Task goal - Please tally how many of the lines below contain the string "shirt". Give only the number.

Records for labeling and segmentation
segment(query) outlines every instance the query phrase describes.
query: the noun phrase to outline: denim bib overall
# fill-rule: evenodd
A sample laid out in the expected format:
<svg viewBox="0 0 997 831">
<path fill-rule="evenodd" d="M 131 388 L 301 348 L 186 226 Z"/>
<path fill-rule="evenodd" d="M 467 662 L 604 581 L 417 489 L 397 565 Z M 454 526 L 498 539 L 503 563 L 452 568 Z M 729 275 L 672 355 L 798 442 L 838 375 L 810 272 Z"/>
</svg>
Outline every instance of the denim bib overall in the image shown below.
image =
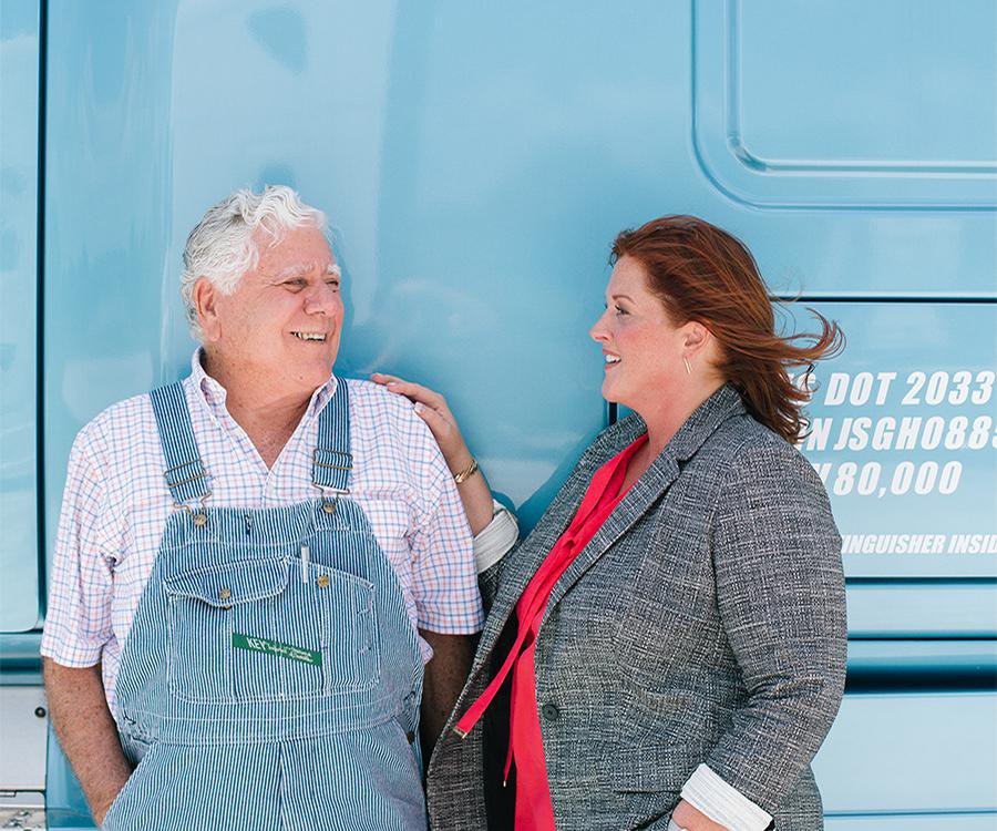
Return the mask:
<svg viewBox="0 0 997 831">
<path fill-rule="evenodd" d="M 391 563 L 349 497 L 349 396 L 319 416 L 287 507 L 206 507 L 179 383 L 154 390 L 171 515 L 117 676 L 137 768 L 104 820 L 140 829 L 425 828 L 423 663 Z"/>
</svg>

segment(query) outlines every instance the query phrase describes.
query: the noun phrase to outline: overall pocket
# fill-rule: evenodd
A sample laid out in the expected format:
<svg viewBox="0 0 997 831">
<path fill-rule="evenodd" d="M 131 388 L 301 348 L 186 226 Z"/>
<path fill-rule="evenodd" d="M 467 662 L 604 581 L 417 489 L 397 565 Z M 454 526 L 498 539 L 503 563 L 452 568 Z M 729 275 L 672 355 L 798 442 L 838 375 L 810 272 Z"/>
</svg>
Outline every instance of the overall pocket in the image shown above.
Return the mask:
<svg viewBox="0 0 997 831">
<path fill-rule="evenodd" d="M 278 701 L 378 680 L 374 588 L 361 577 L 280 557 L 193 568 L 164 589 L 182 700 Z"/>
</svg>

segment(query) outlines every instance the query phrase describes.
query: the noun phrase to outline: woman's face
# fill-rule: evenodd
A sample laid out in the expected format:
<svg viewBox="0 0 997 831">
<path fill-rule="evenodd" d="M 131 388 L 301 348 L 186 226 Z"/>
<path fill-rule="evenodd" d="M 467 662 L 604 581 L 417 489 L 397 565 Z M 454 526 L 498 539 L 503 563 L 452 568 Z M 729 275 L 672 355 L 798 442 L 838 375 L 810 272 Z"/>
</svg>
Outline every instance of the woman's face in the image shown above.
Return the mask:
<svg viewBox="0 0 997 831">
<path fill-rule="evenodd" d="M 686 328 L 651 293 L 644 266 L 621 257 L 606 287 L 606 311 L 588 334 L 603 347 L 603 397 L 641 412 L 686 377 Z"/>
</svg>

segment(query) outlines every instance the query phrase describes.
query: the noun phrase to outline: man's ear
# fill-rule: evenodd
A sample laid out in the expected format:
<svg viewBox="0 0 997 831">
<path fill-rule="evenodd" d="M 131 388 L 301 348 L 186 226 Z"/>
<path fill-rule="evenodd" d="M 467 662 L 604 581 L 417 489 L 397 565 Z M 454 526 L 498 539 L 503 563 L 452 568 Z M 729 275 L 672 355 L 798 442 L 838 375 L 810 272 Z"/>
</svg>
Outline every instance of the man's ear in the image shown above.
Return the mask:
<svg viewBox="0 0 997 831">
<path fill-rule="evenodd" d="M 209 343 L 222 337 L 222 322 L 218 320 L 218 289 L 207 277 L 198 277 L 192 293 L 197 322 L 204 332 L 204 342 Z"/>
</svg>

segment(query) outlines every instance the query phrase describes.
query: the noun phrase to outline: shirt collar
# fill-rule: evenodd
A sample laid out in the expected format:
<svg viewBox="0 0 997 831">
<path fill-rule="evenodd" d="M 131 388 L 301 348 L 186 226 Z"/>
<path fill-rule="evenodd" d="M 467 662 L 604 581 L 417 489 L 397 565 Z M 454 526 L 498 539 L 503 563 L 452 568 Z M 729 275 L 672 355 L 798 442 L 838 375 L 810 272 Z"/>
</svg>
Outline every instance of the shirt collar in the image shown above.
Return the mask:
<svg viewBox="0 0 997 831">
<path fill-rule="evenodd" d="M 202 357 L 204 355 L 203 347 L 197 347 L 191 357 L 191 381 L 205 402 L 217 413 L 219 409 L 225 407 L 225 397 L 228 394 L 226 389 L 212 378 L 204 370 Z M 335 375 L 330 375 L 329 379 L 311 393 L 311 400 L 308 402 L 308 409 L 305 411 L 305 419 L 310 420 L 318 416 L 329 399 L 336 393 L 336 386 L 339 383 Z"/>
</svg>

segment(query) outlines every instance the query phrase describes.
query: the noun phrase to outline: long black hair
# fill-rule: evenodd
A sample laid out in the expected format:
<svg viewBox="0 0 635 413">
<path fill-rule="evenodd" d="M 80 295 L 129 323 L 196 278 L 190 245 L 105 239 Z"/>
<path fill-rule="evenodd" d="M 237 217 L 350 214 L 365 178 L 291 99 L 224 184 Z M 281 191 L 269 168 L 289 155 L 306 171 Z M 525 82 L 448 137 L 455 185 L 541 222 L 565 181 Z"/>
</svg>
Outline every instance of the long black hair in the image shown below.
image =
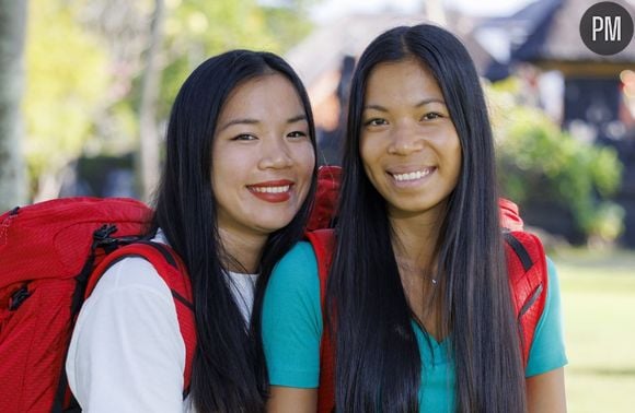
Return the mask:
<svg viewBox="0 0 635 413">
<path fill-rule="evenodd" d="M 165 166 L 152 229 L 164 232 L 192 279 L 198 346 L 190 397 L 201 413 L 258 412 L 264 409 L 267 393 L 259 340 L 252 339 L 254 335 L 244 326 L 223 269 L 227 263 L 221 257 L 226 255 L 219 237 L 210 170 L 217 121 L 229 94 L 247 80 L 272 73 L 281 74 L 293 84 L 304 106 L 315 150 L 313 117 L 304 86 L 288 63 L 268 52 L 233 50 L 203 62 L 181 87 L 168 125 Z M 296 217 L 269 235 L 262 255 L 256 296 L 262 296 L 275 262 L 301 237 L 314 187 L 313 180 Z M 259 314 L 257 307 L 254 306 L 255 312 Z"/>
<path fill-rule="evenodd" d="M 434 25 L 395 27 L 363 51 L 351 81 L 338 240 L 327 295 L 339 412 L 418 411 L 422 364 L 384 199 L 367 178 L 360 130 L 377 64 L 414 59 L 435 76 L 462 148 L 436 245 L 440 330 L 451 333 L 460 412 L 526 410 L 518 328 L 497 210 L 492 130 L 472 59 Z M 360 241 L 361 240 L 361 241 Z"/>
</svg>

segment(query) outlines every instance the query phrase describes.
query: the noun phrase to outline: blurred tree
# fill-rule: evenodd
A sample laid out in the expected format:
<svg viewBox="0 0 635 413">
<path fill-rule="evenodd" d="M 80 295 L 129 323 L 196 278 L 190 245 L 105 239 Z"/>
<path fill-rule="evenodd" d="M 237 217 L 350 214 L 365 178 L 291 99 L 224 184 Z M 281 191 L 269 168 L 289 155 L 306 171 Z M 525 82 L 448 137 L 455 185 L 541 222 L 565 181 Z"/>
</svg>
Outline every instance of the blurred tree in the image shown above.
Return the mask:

The reply - 2